[Region pointing data]
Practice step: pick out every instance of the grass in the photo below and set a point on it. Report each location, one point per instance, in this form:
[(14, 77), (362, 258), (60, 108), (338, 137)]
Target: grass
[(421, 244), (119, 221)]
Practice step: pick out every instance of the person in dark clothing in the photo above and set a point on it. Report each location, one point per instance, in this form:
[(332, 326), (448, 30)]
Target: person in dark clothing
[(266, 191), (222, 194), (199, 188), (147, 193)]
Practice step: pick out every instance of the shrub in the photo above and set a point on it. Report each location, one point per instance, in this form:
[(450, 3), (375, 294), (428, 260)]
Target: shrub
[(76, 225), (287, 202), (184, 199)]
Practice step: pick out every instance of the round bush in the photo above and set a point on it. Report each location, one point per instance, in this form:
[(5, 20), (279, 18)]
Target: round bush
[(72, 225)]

What is needed | Starting at the line with "[(332, 326), (448, 30)]", restate each line through the end of the records, both ends included, and stop there.

Response |
[(332, 326), (448, 30)]
Target: person in dark clothing
[(266, 191), (222, 194), (199, 188), (147, 193)]
Practice step: pick out every instance of the shrub in the photo above and set a point on it. Report each location, one point per instance, in this form:
[(450, 3), (375, 294), (428, 260)]
Target: shrub
[(76, 225), (287, 202), (184, 199)]
Practice step: pick out every instance of the round bush in the photo above and set a point on it. Report each location, one point per instance, in this form:
[(5, 20), (279, 18)]
Target: round bush
[(72, 225)]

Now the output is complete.